**Stated task**
Update all of the entries below by replacing "your help would be valued" with "it would be appreciated" wherever it appears, keeping everything else the same. Leave the pictures out of your answer.

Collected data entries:
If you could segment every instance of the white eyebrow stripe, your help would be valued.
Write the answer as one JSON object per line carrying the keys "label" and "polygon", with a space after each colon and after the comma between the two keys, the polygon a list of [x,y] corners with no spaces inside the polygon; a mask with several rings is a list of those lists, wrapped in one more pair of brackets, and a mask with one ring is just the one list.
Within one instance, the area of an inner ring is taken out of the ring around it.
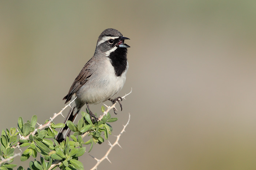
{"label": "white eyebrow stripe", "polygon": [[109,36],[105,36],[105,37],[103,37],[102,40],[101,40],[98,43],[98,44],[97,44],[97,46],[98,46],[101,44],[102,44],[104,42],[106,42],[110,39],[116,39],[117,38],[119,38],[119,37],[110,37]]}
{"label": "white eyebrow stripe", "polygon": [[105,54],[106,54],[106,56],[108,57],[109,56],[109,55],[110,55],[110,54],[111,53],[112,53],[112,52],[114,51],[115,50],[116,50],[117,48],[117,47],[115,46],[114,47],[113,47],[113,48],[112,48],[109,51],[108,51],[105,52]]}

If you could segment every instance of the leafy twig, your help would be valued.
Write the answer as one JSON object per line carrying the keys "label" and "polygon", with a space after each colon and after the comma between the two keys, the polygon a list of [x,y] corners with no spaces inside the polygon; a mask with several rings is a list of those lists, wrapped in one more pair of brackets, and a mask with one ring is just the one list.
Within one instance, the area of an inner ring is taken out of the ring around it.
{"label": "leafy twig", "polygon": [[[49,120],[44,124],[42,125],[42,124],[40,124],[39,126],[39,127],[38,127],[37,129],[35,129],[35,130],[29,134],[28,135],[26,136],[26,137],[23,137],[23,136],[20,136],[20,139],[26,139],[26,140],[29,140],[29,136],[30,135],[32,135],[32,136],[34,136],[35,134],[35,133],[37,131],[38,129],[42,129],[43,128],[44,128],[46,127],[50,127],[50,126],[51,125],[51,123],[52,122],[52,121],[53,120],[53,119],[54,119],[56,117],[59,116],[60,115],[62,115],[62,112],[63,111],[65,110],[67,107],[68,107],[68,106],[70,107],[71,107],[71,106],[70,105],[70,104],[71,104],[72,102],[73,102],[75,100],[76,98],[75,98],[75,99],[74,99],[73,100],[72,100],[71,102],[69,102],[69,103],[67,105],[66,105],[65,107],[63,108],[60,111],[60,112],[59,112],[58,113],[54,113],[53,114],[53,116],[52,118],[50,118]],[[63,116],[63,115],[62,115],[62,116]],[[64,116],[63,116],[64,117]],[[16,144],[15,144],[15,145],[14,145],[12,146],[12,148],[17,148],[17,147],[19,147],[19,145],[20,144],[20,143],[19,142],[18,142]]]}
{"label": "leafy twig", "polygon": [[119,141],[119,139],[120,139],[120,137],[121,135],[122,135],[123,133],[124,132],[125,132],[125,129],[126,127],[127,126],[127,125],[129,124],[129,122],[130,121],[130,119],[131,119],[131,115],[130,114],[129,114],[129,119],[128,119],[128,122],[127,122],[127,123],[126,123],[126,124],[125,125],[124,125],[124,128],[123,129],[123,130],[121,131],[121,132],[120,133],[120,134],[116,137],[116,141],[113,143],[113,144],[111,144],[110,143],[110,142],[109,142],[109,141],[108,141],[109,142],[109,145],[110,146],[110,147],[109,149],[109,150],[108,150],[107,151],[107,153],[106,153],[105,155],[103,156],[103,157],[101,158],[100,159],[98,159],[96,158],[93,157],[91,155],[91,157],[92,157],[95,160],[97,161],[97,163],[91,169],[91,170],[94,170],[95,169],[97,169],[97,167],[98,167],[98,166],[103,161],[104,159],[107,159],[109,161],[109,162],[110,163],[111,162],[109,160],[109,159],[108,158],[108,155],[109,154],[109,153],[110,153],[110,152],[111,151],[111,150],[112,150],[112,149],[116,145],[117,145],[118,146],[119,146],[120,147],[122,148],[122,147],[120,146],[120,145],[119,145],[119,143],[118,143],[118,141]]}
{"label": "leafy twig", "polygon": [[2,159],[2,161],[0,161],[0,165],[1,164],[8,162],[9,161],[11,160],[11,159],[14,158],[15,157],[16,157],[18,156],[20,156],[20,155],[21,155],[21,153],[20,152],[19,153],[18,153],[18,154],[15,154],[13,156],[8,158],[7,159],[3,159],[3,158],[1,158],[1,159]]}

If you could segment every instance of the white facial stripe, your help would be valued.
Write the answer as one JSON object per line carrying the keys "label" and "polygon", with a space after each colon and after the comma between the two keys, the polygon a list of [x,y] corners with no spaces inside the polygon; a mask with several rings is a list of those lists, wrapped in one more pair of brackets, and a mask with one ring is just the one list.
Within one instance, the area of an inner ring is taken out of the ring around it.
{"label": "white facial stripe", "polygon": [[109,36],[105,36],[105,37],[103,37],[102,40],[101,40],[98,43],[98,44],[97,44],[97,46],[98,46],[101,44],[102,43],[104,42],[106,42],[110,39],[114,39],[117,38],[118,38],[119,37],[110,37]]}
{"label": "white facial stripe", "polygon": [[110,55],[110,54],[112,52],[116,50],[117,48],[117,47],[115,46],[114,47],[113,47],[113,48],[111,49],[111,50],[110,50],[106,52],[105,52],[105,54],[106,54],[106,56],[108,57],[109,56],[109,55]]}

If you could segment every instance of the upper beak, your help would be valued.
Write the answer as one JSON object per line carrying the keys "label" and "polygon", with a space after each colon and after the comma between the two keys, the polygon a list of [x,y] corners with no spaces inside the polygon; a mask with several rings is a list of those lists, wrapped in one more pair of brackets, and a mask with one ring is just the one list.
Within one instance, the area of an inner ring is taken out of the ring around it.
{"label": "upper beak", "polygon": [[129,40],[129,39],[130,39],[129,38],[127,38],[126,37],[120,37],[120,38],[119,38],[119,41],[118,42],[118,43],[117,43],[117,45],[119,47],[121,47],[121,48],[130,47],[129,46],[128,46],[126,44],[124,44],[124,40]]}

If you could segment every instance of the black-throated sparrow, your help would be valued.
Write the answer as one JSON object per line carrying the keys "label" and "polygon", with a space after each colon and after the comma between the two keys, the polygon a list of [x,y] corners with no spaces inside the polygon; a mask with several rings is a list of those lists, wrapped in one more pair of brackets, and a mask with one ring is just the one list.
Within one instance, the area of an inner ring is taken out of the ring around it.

**Result**
If you could segment every instance of the white eyebrow stripe, it would be appreciated.
Write the answer as one JSON object per line carrying the keys "label" and "polygon", with a space after each colon and after the comma between the two keys, the polygon a list of [x,y] corners with no spaces inside the polygon; a mask with several rings is a list of those lists, wrapped in one more pair of brackets, and a mask with one ring is just the one list.
Within one instance, the area of an inner ring is taken out of the ring around it.
{"label": "white eyebrow stripe", "polygon": [[109,36],[105,36],[105,37],[103,37],[102,40],[101,40],[98,43],[98,44],[97,44],[97,46],[98,46],[101,44],[102,44],[104,42],[106,42],[110,39],[116,39],[117,38],[119,38],[119,37],[110,37]]}
{"label": "white eyebrow stripe", "polygon": [[105,54],[106,54],[106,56],[108,57],[109,56],[109,55],[110,55],[110,54],[111,53],[112,53],[112,52],[114,51],[115,50],[116,50],[117,48],[117,47],[115,46],[114,47],[113,47],[113,48],[112,48],[109,51],[108,51],[105,52]]}

If you could segment every instance of the leafy twig, it would be appreciated.
Write the answer as one JSON object per line carrying the keys "label" and "polygon", with a space after each colon and after the comma between the two keys, the polygon a list of [x,y] corners with no spaces inside the polygon; a mask with several rings is a list of those lists, wrapped in one more pair of brackets, and a mask with one ring is just the one list.
Within one instance, the area of an inner ring is taken out of the ring around it.
{"label": "leafy twig", "polygon": [[[49,120],[44,124],[42,125],[42,124],[40,124],[39,126],[39,127],[38,127],[37,129],[35,129],[35,130],[29,134],[28,135],[26,136],[26,137],[23,137],[23,136],[20,136],[20,139],[26,139],[26,140],[29,140],[29,136],[30,135],[32,135],[32,136],[34,136],[35,134],[35,133],[37,131],[38,129],[42,129],[43,128],[44,128],[46,127],[50,127],[50,126],[51,125],[51,123],[52,122],[52,121],[53,120],[53,119],[54,119],[56,117],[59,116],[60,115],[62,115],[62,112],[63,111],[65,110],[67,107],[68,107],[68,106],[70,107],[71,107],[71,106],[70,105],[70,104],[71,104],[72,102],[73,102],[75,100],[76,98],[75,98],[75,99],[74,99],[73,100],[72,100],[71,102],[69,102],[69,103],[67,105],[66,105],[65,107],[63,108],[60,111],[60,112],[59,112],[58,113],[54,113],[53,114],[53,116],[52,118],[50,118]],[[63,116],[63,115],[62,115],[62,116]],[[64,116],[63,116],[64,117]],[[16,144],[15,144],[15,145],[14,145],[12,146],[12,148],[17,148],[17,147],[19,147],[19,145],[20,144],[20,143],[19,142],[18,142]]]}
{"label": "leafy twig", "polygon": [[119,141],[119,139],[120,139],[120,137],[121,135],[122,135],[123,133],[124,132],[125,132],[125,129],[126,127],[127,126],[127,125],[129,124],[129,122],[130,121],[130,119],[131,119],[131,115],[130,114],[129,114],[129,119],[128,119],[128,122],[127,122],[127,123],[126,123],[126,124],[125,125],[124,125],[124,128],[123,129],[123,130],[121,131],[121,132],[120,133],[120,134],[116,137],[116,141],[113,143],[113,144],[111,144],[110,143],[110,142],[109,142],[109,141],[108,141],[109,142],[109,145],[110,146],[110,147],[109,149],[109,150],[108,150],[107,151],[107,153],[106,153],[105,155],[103,156],[103,157],[101,158],[100,159],[98,159],[96,158],[93,157],[91,155],[91,157],[92,157],[95,160],[97,161],[97,163],[91,169],[91,170],[94,170],[95,169],[97,169],[97,167],[98,167],[98,166],[103,161],[104,159],[107,159],[109,161],[109,162],[110,163],[111,162],[109,160],[109,159],[108,158],[108,155],[109,154],[109,153],[110,153],[110,152],[111,151],[111,150],[112,150],[112,149],[116,145],[117,145],[118,146],[119,146],[120,147],[122,148],[122,147],[120,146],[120,145],[119,145],[119,143],[118,143],[118,141]]}
{"label": "leafy twig", "polygon": [[2,159],[2,161],[0,161],[0,165],[1,164],[8,162],[9,161],[11,160],[11,159],[14,158],[15,157],[16,157],[18,156],[20,156],[20,155],[21,155],[21,153],[20,152],[19,153],[18,153],[18,154],[15,154],[13,156],[8,158],[7,159],[3,159],[3,158],[1,158],[1,159]]}

If you could segment every instance of the white facial stripe, it would be appreciated.
Write the answer as one JSON object per line carrying the keys "label" and "polygon", with a space after each colon and after the comma between the two keys, the polygon a list of [x,y] corners with no spaces inside the polygon; a mask with several rings is a list of those lists, wrapped in one more pair of brackets, and a mask with one ring is just the one list.
Within one instance, the area of an inner ring is taken out of the ring around it.
{"label": "white facial stripe", "polygon": [[109,36],[105,36],[105,37],[103,37],[102,40],[101,40],[98,43],[98,44],[97,44],[97,46],[98,46],[101,44],[102,43],[104,42],[106,42],[110,39],[114,39],[117,38],[118,38],[119,37],[110,37]]}
{"label": "white facial stripe", "polygon": [[110,55],[110,54],[112,52],[116,50],[117,48],[117,47],[115,46],[114,47],[113,47],[113,48],[111,49],[111,50],[110,50],[106,52],[105,52],[105,54],[106,54],[106,56],[108,57],[109,56],[109,55]]}

If you could segment every instance of the upper beak, it would be appreciated.
Write the answer as one JSON object per line carrying the keys "label" and "polygon", with a space after each colon and after the comma between the two keys, the polygon a list of [x,y] corners with no spaces inside the polygon; a mask with several rings is a list of those lists, wrapped in one more pair of brackets, and a mask with one ring is just the one list.
Within one instance, the area of an inner ring is taken out of the ring around it.
{"label": "upper beak", "polygon": [[129,40],[129,39],[130,39],[129,38],[127,38],[126,37],[120,37],[120,38],[119,38],[119,41],[118,42],[118,43],[117,43],[117,45],[119,47],[121,47],[121,48],[130,47],[129,46],[128,46],[126,44],[124,44],[124,40]]}

If you could segment every instance of the black-throated sparrow, it would be appreciated.
Write the answer as one JSON object per line carrying the keys "label" and "polygon", with a space after each colon and after the comma between the two keys, the polygon a list of [x,y] corners with no spaces inside the polygon; a mask with several rings is a list of those lists, wrapped in one more pair of brackets, and a mask with one ring is just the one list.
Within one instance, the area of an inner ring is taken out of the ring around it.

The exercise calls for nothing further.